• _Desafio 1_: Segundo o trecho, diante de qual local foi realizada a Vigília Pelas Crianças de Gaza?
• _Desafio 2_: Transcreva do trecho tudo o que vai de "CN INTERNACIONAL - (JULIANA)" até "Museu da República.".

* Por Juliana Medeiros
Entrevista com o geógrafo Elias Jabour, Assessor do Senado Federal, Doutor e Mestre em Geografia Humana pela USP, e um dos apoiadores dos atos que vem sendo realizados em prol da causa palestina. A transcrição da entrevista segue abaixo.
CN INTERNACIONAL - (JULIANA) ENTREVISTA ELIAS JABOUR CONFLITO EM GAZA 17 - 07 by Culturafm Brasília 100,9 on Mixcloud
Crédito da foto: Fabiane Guimarães/FB
Movimentos Sociais e Entidades que defendem os direitos humanos realizaram na noite desta quarta-feira, em Brasília, uma Vigília Pelas Crianças de Gaza em frente ao Museu da República.
Com bandeiras, velas, e faixas de solidariedade à Palestina, os representantes do movimento também projetaram imagens alusivas à causa Palestina nas paredes do Museu.
Eu converso agora com Elias Jabour, Assessor do Senado Federal, Doutor e Mestre em Geografia Humana pela USP e um dos apoiadores dos atos que vem sendo realizados em prol da causa palestina.

• _Linhas fornecidas_:
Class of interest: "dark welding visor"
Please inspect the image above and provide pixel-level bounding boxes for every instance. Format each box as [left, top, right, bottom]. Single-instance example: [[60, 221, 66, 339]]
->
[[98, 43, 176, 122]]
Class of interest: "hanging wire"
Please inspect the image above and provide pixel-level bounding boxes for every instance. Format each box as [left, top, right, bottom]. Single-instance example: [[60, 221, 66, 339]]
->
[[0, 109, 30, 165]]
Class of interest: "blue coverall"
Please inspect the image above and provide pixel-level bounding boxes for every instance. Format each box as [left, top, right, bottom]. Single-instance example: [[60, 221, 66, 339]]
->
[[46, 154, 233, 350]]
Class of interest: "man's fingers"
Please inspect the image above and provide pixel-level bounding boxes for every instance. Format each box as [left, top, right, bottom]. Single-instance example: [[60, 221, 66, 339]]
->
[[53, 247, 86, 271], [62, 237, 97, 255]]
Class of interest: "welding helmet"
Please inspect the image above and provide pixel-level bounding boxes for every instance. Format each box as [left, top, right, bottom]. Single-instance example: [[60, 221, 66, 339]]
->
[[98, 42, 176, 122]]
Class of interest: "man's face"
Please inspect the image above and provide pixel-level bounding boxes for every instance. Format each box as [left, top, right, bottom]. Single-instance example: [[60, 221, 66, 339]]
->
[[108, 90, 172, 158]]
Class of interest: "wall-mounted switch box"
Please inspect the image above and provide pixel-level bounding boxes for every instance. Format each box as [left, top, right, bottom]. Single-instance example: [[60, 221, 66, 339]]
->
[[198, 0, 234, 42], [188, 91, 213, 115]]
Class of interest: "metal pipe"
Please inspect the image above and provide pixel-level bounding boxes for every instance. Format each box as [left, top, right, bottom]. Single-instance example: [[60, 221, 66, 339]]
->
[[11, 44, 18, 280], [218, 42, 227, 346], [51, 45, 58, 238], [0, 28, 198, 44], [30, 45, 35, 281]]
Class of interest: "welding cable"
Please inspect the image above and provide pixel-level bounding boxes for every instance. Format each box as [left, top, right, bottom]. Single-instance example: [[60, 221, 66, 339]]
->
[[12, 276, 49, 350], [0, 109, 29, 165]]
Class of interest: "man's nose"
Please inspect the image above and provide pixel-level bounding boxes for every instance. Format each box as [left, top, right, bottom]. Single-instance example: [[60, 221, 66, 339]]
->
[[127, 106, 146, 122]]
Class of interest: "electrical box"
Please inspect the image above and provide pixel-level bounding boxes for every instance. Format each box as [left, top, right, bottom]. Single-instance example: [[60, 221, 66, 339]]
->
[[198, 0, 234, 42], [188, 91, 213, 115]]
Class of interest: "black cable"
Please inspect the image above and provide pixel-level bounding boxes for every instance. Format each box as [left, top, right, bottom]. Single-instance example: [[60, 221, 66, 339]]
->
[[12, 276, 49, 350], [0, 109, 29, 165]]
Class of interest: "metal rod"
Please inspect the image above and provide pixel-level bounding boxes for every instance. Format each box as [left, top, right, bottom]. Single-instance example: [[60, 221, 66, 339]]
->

• _Resposta escrita 1_: Em frente ao Museu da República, em Brasília.

• _Resposta escrita 2_:
CN INTERNACIONAL - (JULIANA) ENTREVISTA ELIAS JABOUR CONFLITO EM GAZA 17 - 07 by Culturafm Brasília 100,9 on Mixcloud
Crédito da foto: Fabiane Guimarães/FB
Movimentos Sociais e Entidades que defendem os direitos humanos realizaram na noite desta quarta-feira, em Brasília, uma Vigília Pelas Crianças de Gaza em frente ao Museu da República.